From the line containing "point: green tree" to the last line below, retype everything word for word.

Segment Start: Records to process

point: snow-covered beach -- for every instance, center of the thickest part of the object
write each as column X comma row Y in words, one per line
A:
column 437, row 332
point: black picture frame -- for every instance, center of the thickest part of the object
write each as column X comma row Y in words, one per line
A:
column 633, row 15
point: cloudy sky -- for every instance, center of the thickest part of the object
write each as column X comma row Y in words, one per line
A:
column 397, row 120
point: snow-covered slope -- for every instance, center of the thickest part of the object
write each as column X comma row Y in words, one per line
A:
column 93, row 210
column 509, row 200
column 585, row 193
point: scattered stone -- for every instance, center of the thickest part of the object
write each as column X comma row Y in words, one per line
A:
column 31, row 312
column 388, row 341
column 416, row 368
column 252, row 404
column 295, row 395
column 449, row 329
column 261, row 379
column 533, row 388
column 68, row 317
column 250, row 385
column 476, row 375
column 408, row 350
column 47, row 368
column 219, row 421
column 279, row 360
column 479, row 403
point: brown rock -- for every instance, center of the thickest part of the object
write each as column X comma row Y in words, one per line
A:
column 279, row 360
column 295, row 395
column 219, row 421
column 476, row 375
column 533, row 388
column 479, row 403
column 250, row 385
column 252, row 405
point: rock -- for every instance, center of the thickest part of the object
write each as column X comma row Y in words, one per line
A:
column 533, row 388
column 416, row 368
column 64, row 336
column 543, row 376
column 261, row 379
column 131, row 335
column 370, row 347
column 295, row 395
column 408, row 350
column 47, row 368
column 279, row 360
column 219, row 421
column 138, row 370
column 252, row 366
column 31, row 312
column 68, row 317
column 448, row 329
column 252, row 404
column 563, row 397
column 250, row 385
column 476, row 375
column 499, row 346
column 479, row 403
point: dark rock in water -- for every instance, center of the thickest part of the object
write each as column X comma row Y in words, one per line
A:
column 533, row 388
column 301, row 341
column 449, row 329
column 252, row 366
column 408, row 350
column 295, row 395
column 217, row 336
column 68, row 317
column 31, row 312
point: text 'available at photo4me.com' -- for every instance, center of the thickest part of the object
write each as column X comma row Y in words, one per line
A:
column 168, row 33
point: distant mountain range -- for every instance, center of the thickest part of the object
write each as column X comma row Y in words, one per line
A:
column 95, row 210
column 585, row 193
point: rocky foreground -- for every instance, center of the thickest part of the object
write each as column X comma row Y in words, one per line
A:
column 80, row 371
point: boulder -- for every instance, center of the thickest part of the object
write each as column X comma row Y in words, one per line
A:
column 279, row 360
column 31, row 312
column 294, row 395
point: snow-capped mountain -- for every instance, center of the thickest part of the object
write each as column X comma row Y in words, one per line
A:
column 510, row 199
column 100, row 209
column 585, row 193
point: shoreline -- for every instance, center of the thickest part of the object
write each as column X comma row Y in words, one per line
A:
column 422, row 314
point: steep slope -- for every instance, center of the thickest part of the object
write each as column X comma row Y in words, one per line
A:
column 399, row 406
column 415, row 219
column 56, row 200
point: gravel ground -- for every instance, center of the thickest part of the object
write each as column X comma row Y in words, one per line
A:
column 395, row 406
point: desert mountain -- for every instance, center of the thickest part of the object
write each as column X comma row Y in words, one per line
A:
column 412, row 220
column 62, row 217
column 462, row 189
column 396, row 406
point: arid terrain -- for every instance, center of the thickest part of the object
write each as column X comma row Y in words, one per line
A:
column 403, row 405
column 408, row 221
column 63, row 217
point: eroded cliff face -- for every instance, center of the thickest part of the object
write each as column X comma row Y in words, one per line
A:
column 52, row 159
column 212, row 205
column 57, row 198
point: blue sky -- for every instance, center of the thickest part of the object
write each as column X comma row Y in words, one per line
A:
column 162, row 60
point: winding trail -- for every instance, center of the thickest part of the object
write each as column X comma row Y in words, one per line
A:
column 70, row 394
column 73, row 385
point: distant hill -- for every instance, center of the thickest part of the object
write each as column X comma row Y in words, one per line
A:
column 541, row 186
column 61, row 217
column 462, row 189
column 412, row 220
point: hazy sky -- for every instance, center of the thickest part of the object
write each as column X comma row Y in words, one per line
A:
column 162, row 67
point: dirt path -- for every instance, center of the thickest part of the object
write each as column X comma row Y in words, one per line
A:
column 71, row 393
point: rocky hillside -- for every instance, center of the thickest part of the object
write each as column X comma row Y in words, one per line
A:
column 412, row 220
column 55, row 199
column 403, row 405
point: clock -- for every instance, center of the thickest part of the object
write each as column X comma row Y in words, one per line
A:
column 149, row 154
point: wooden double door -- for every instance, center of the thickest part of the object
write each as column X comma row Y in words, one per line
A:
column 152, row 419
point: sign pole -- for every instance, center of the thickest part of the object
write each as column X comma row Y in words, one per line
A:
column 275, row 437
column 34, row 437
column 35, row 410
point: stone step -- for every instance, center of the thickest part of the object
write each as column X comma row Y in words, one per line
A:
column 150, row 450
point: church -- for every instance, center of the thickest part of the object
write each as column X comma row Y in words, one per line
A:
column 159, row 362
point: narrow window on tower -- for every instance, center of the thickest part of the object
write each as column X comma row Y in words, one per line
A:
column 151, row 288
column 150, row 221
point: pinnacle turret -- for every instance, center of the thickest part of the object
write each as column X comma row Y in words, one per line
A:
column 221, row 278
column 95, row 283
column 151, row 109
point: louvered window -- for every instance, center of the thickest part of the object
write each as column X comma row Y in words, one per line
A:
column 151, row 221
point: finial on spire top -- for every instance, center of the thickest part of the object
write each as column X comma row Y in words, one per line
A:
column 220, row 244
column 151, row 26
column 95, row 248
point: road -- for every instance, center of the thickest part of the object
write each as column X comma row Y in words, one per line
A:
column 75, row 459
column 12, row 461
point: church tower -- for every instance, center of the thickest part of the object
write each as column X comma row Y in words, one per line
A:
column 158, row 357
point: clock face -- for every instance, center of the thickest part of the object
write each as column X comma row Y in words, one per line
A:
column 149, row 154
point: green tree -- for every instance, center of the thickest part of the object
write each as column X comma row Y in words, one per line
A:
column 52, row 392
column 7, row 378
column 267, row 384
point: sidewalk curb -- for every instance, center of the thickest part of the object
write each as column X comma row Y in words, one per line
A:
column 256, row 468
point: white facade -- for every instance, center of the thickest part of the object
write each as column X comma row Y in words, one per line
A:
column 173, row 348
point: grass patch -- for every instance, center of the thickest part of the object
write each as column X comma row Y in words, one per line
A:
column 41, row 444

Segment End: Records to process

# Result of the task:
point: green tree -- for every instance, center of the thickest part of the object
write each as column X comma row Y in words, one per line
A:
column 52, row 392
column 7, row 378
column 267, row 384
point: sidewalk curb -- for every instance, center of the thickest part of the object
write each as column X comma row Y in words, one per line
A:
column 256, row 468
point: white facade -- for every instance, center of the thickest part of the object
write each as column X comma row Y in words, one per line
A:
column 173, row 348
point: grass patch -- for every instance, center of the thickest part of the object
write each as column X comma row Y in words, one per line
A:
column 41, row 444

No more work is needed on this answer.